■ THE PROBLEM ■
Repeat, word for word, each of the records shown below, without their pictures.

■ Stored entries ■

━━━━

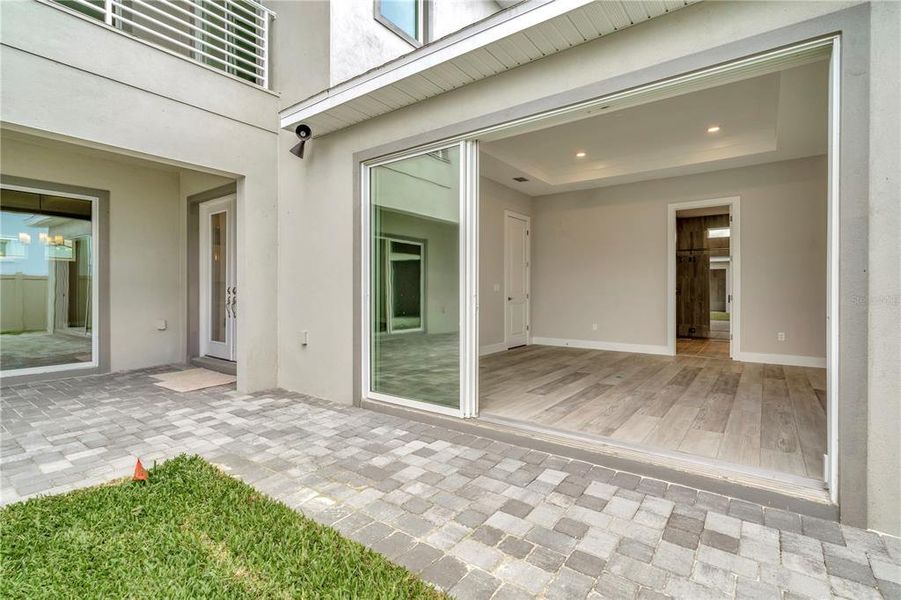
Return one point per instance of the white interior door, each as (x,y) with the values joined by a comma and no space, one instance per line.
(218,286)
(516,279)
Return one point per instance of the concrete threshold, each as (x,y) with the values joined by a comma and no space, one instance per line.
(775,490)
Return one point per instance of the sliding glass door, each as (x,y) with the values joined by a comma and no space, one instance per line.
(419,302)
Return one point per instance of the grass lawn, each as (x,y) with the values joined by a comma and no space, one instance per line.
(189,532)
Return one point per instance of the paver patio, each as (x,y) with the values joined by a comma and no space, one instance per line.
(480,518)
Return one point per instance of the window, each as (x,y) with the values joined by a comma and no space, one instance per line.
(406,18)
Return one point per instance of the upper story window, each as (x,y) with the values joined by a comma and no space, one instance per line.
(229,35)
(406,18)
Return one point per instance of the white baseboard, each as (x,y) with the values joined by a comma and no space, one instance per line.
(492,349)
(788,360)
(597,345)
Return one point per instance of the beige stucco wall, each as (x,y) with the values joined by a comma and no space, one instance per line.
(73,78)
(494,200)
(600,256)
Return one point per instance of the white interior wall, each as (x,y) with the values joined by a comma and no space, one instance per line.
(442,296)
(600,257)
(494,199)
(145,237)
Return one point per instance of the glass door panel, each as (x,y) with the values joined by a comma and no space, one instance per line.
(217,269)
(414,278)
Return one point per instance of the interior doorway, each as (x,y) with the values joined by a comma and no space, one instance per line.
(218,281)
(704,280)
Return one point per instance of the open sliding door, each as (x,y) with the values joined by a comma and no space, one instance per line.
(420,233)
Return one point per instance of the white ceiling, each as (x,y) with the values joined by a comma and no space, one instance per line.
(776,116)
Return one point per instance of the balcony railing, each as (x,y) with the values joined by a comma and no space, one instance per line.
(230,35)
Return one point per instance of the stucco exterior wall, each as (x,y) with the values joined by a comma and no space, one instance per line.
(74,78)
(327,208)
(600,257)
(883,299)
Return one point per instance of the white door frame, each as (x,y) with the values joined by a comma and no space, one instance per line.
(733,202)
(225,350)
(468,279)
(528,282)
(833,42)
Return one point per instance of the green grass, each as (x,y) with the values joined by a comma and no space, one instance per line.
(190,532)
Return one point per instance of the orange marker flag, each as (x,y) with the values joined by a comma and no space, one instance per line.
(140,472)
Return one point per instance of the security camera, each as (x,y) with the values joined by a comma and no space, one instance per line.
(303,133)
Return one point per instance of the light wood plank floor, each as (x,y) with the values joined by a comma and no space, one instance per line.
(755,415)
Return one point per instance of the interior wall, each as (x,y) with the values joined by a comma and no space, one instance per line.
(600,257)
(494,199)
(144,242)
(442,289)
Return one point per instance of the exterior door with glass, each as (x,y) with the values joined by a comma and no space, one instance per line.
(218,285)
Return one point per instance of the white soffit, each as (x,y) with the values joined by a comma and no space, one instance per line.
(513,37)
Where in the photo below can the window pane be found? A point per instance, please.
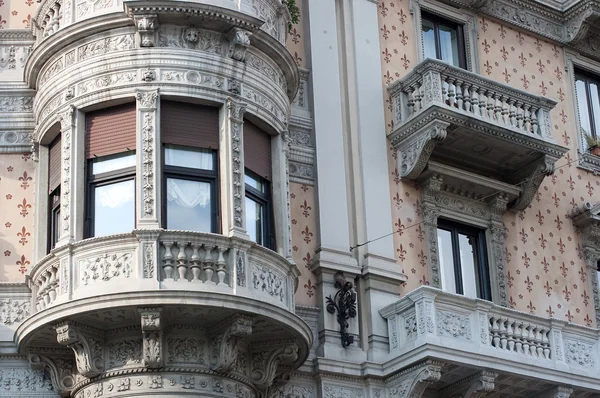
(446, 260)
(189, 205)
(428, 39)
(255, 183)
(449, 45)
(595, 106)
(582, 105)
(191, 158)
(468, 261)
(254, 220)
(114, 208)
(106, 164)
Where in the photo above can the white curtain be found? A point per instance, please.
(188, 193)
(116, 195)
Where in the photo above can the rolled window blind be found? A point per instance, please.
(189, 124)
(54, 164)
(257, 150)
(110, 131)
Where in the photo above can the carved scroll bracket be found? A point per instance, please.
(227, 339)
(414, 151)
(152, 337)
(60, 370)
(413, 381)
(86, 344)
(239, 41)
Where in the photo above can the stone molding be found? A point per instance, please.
(586, 217)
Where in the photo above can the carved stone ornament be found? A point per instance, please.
(265, 365)
(227, 343)
(60, 370)
(88, 349)
(413, 381)
(414, 151)
(152, 337)
(147, 26)
(239, 41)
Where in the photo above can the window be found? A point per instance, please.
(257, 158)
(111, 193)
(463, 260)
(588, 103)
(54, 168)
(443, 40)
(258, 210)
(190, 189)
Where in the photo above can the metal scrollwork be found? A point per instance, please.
(344, 303)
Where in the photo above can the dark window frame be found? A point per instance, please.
(102, 179)
(192, 174)
(482, 271)
(587, 77)
(437, 20)
(53, 218)
(264, 199)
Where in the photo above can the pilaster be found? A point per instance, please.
(149, 165)
(68, 187)
(231, 155)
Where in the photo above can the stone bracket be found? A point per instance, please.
(86, 344)
(239, 41)
(152, 337)
(414, 151)
(533, 177)
(60, 370)
(146, 25)
(267, 365)
(227, 341)
(476, 386)
(413, 381)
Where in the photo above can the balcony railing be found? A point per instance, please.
(158, 260)
(437, 83)
(428, 320)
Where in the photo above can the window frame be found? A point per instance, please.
(102, 179)
(587, 77)
(466, 18)
(264, 199)
(192, 174)
(482, 269)
(437, 20)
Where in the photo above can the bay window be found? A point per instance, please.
(111, 159)
(463, 260)
(257, 157)
(190, 137)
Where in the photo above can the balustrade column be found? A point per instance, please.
(231, 163)
(148, 171)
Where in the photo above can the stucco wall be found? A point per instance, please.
(16, 216)
(546, 273)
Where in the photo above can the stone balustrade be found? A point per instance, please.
(435, 83)
(440, 325)
(162, 260)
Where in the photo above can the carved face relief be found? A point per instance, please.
(191, 35)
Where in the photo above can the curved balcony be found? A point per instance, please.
(55, 15)
(201, 302)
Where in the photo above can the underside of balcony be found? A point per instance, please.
(461, 120)
(452, 346)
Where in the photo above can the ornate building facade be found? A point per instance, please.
(373, 199)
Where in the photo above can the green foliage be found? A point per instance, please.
(591, 141)
(294, 12)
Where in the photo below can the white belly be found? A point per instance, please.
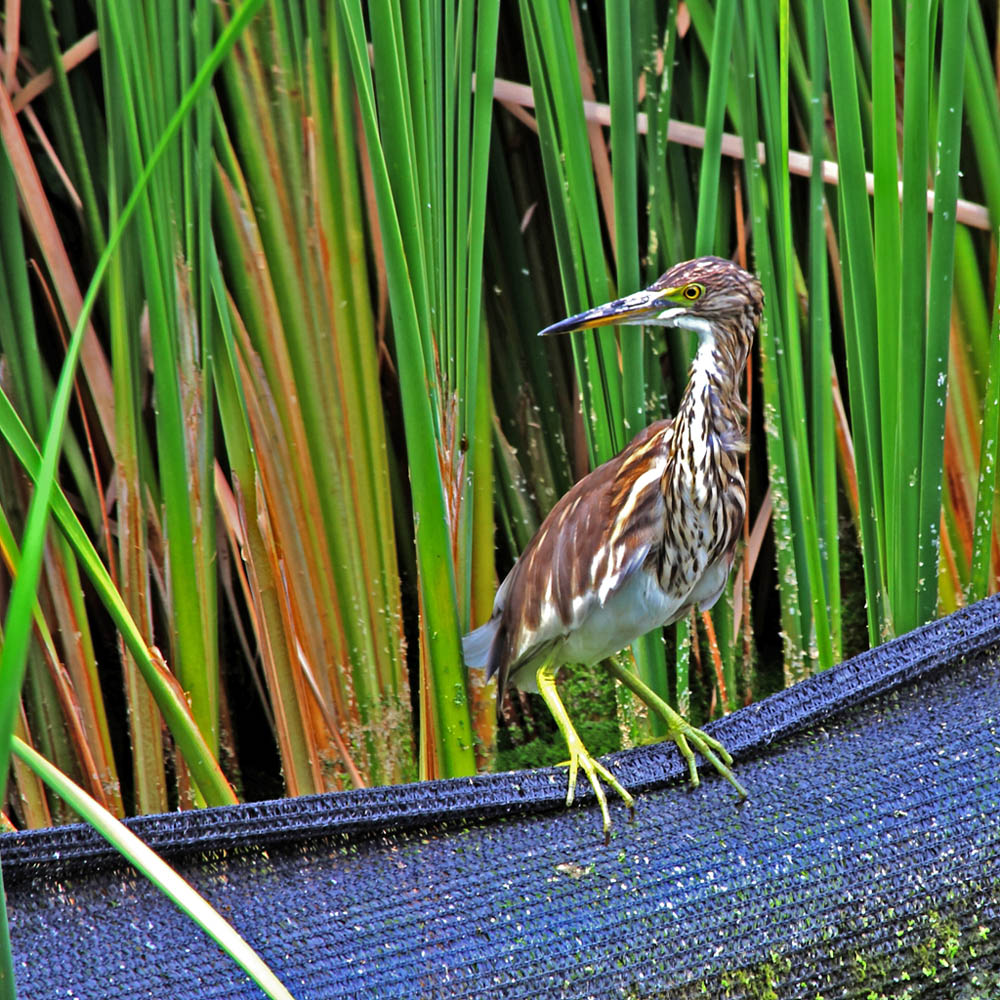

━━━━

■ COMPLETED EXERCISE ■
Return one point per instance of the white interior door, each as (x,y) with the values joined by a comma and no space, one instance per line.
(218,286)
(516,279)
Return one point per instance of the concrete threshold, each as (x,y) with the values joined by a comma and no space, one instance per line.
(775,490)
Return one point per instance of the sliding glass door, each as (x,y) with the values joined by a comma and no space, one instance per line.
(419,302)
Return one point per instance of the grass lawn, each as (x,y) with the values joined by a comma and no space, one instance per line.
(189,532)
Return one point per instance of the paver patio, each as (x,y) with the values joined by a comma and no space, one instance per line.
(480,518)
Return one point per instance of the window, each as (x,y) with the values joined by a comma and no space, one instance per line.
(406,18)
Return one point per instance of the upper story window, each as (x,y) with the values joined by a comma and no space, one instance per line.
(229,35)
(406,18)
Return one point per instance of the white baseboard, each as (x,y) with the values joined by a comma and no space, one instance per line.
(492,349)
(788,360)
(597,345)
Return one point per instance of the beige stucco wall, each as (x,y) with the values joined by a comma and no space, one instance per line.
(73,78)
(494,200)
(600,256)
Return one point per instance of the white interior wall, each as (x,y) with the values joined by a comma and no space, one instance per line.
(442,296)
(600,257)
(494,199)
(145,237)
Return one point per instance of the glass door panel, each as (x,y) with the values joined by a comma and no space, one instance per line.
(217,269)
(414,278)
Return one point per instance of the interior doorway, each as (x,y) with the values joined by a comma and no space, one instance per line.
(218,281)
(704,280)
Return one point per instance of the open sliding door, each as (x,y) with the values joined by a comma and no space, one instance per line.
(420,233)
Return one point per instance of the white ceiling, each as (x,y) with the values joined by a comma and no space, one instance per line.
(776,116)
Return one point per instance of the balcony railing, each as (x,y) with the values joined by a comma and no space, one instance per line.
(230,35)
Return one point per instance of the stucco exterior wall, each as (x,y) with the values joined by a comma and no space, one instance per line.
(74,78)
(327,208)
(600,257)
(883,299)
Return one point per instance of the white door frame, each as (x,y) with the values joined by a comma and no space, one instance per line.
(733,202)
(225,350)
(468,279)
(528,282)
(833,42)
Return one point per instance of the green grass, each as (x,y) with the values joined by a comma and no space, one instance per line.
(190,532)
Return one point per instance of the orange marker flag, each as (x,y) with the values joined by a comma and no space, one instance per line.
(140,472)
Return one point per instance of the security camera, each as (x,y) with the values joined by a comma and no space, one instance per line.
(303,133)
Return one point per instance of the light wood plank floor, each as (x,y) with the values joined by a comma and no space, one instance per line.
(755,415)
Return one point per instance of the interior wall, each as (x,y) with the values joined by a comma and no space, one instance per line.
(600,257)
(494,199)
(144,242)
(442,289)
Return one point per instance of the exterior door with glass, each as (x,y) with the values joined by a comma and no space, one instance per line.
(218,285)
Return one point per instance of the white soffit, each as (x,y) with the values joined by a comma and no space, one instance per line.
(513,37)
Where in the photo below can the window pane be found? A point per instance, please.
(446, 260)
(189, 205)
(428, 39)
(255, 183)
(449, 45)
(595, 106)
(582, 105)
(191, 158)
(468, 261)
(254, 220)
(114, 208)
(106, 164)
Where in the photo above can the white curtain be found? A point per instance, please.
(188, 193)
(116, 195)
Where in the photo above can the rolled window blind be found? A point per instance, please.
(189, 124)
(54, 164)
(257, 150)
(110, 131)
Where in the photo above can the carved scroll bracket be found? A point per instance, please.
(227, 339)
(414, 151)
(152, 337)
(60, 370)
(413, 381)
(86, 344)
(239, 41)
Where in the photo above can the stone molding be found? A point per instance, please.
(586, 217)
Where in the photo above can the carved stone ornament be found? A point per instance, please.
(265, 365)
(227, 343)
(60, 370)
(88, 349)
(413, 381)
(414, 151)
(152, 337)
(147, 26)
(239, 41)
Where in the photo above can the window be found? A point per instance, please.
(257, 158)
(111, 193)
(463, 260)
(588, 103)
(54, 168)
(443, 40)
(258, 210)
(190, 189)
Where in the photo above can the metal scrollwork be found? A point per instance, please.
(344, 303)
Where in the photo above can the dark window frame be found? A point per instance, please.
(102, 179)
(192, 174)
(482, 271)
(587, 77)
(437, 20)
(53, 218)
(264, 199)
Where in the photo above can the pilaster be found? A point per instance, please.
(149, 165)
(68, 187)
(231, 155)
Where in the photo above can the stone bracket be found? A point per instance, please.
(86, 344)
(239, 41)
(152, 337)
(414, 151)
(533, 177)
(60, 370)
(146, 25)
(267, 365)
(227, 341)
(476, 386)
(413, 381)
Where in the photo above can the balcony railing be found? A point per instance, please.
(158, 260)
(437, 83)
(428, 320)
Where in the photo above can the window frame be found? A point per instance, please.
(102, 179)
(587, 77)
(466, 18)
(264, 199)
(192, 174)
(482, 269)
(437, 20)
Where in the photo above can the bay window be found? A point per instance, please.
(111, 159)
(463, 260)
(257, 157)
(190, 137)
Where in the photo above can the balustrade column be found? A point per instance, please.
(231, 163)
(148, 171)
Where in the photo above can the stucco wall be found? A point per instance, please.
(16, 216)
(546, 273)
Where in the photo above can the stone balustrade be found? A point per instance, please.
(435, 83)
(440, 325)
(162, 260)
Where in the photo above can the carved face relief be found? A point per instance, please.
(191, 35)
Where in the photo above can the curved balcony be found? A point per instance, please.
(55, 15)
(201, 302)
Where in the photo above can the underside of balcony be found? A point per instance, please.
(461, 120)
(452, 346)
Where in the photo above can the ornate building facade be found? A point per instance, please.
(373, 199)
Where in the photo above can the green foliage be found? A point per instance, please.
(591, 141)
(294, 12)
Where in the photo below can the white belly be found? A point per instance, please.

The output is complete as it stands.